Material for this task:
☆ ☆ ☆ ☆
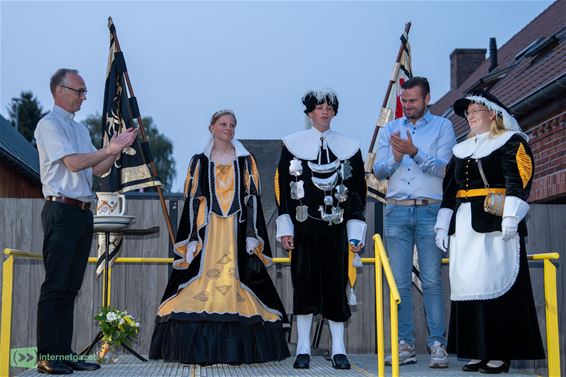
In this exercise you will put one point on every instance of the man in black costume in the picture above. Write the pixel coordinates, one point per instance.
(321, 194)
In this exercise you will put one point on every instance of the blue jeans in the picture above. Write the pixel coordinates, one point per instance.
(405, 227)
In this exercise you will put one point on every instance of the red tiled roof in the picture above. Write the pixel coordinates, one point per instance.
(525, 74)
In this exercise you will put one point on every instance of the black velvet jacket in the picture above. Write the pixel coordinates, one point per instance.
(353, 207)
(502, 168)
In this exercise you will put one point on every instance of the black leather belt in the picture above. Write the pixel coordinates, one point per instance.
(72, 202)
(412, 202)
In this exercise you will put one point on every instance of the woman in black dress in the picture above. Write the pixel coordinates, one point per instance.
(493, 318)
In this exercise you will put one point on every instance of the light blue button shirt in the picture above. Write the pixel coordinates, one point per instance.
(57, 136)
(419, 177)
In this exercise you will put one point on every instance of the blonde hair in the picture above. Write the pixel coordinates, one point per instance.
(221, 113)
(496, 126)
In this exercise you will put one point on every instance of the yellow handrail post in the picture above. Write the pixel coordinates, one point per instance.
(394, 336)
(6, 334)
(108, 296)
(552, 334)
(379, 329)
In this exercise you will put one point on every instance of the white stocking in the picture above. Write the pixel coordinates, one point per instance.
(337, 332)
(304, 323)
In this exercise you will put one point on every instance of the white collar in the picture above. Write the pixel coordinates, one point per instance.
(483, 144)
(305, 144)
(238, 147)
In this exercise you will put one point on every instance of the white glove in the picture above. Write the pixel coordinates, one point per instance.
(442, 239)
(251, 244)
(509, 227)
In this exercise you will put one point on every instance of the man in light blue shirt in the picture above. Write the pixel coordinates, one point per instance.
(413, 152)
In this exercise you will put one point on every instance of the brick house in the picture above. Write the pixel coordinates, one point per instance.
(528, 74)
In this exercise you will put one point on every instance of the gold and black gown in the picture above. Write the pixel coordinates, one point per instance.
(220, 305)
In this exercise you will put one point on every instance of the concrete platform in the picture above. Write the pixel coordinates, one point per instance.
(362, 366)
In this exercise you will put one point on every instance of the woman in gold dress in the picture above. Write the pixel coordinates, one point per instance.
(220, 305)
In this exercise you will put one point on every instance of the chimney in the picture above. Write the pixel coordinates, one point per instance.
(463, 62)
(492, 54)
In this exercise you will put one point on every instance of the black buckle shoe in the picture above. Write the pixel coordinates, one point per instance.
(340, 361)
(486, 369)
(76, 362)
(474, 367)
(52, 367)
(302, 361)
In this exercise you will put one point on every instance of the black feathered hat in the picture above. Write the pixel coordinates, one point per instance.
(316, 97)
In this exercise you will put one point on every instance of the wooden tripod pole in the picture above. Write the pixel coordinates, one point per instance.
(144, 138)
(391, 83)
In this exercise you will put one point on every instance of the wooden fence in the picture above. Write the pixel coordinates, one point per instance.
(138, 288)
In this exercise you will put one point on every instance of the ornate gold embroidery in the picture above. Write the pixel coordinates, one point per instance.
(524, 164)
(225, 183)
(135, 173)
(202, 296)
(213, 273)
(276, 185)
(223, 289)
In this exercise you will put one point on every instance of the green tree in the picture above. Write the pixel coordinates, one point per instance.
(24, 113)
(161, 147)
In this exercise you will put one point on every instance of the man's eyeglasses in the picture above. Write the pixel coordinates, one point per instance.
(472, 112)
(80, 92)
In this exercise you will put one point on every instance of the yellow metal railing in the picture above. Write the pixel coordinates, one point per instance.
(381, 265)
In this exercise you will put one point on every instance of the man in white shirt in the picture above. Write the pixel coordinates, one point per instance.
(68, 161)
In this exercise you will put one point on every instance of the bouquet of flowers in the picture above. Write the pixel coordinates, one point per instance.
(117, 327)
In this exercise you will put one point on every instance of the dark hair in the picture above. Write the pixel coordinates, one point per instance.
(417, 81)
(317, 97)
(220, 113)
(58, 78)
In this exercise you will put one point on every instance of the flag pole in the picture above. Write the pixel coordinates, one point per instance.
(404, 40)
(144, 138)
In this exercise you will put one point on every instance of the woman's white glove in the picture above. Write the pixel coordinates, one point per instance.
(509, 227)
(442, 239)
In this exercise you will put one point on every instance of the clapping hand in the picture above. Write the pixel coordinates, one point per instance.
(123, 140)
(401, 146)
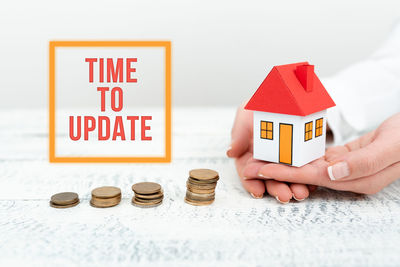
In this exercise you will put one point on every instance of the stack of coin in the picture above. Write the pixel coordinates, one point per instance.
(201, 187)
(147, 194)
(106, 196)
(64, 200)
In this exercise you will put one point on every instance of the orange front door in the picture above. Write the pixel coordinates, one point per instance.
(285, 143)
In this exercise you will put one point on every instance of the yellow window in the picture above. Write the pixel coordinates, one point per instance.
(266, 131)
(318, 127)
(308, 131)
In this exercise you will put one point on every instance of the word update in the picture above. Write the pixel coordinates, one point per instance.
(110, 71)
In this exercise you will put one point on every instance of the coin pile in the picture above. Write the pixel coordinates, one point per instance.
(147, 194)
(105, 196)
(64, 200)
(201, 187)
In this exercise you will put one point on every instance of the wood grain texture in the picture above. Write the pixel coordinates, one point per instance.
(331, 228)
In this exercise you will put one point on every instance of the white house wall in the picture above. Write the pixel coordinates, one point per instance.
(314, 148)
(268, 150)
(302, 152)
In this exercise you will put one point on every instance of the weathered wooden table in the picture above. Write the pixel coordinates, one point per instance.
(330, 228)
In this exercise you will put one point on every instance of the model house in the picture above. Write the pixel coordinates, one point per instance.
(290, 115)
☆ ☆ ☆ ☆
Objective: Quote only the lines from the line containing "of the orange" through the end of the listing, please, keeping both the first and the last line.

Solution to this exercise:
In this exercise you will put one point on every instance of the orange front door in the picture above. Write the pixel coordinates, one point per instance.
(285, 143)
In this exercise you will put one point on every instance of the yellow window in the picture above. Write the pixel coordinates, one point per instance.
(266, 131)
(318, 127)
(308, 131)
In this exercise you will put one point on every instance of the word update in the picture above. Write the pixel coordinates, one point per instance.
(110, 71)
In this exercise you will put one point on every instance of the coin pile in the picture above. Write the pixel coordinates, one point per instance.
(147, 194)
(105, 196)
(64, 200)
(201, 187)
In this exercise you will put one point on every instance of the wood grain texture in the picture above. Write the pixel coordinates, one point per instance.
(331, 228)
In this exercise you will put one point on every instance of the white house wall in the picture above. Write the pixel coordinates, one point per instance.
(314, 148)
(268, 150)
(302, 152)
In this exercise you will put one point on every instance of the weathered wooden table in the picture above. Write the pixel coordinates, one point per instance.
(330, 228)
In this exercise you will put one point on every instance of the model house in the picture above. Write the pixel coordinates, one point per instance.
(290, 115)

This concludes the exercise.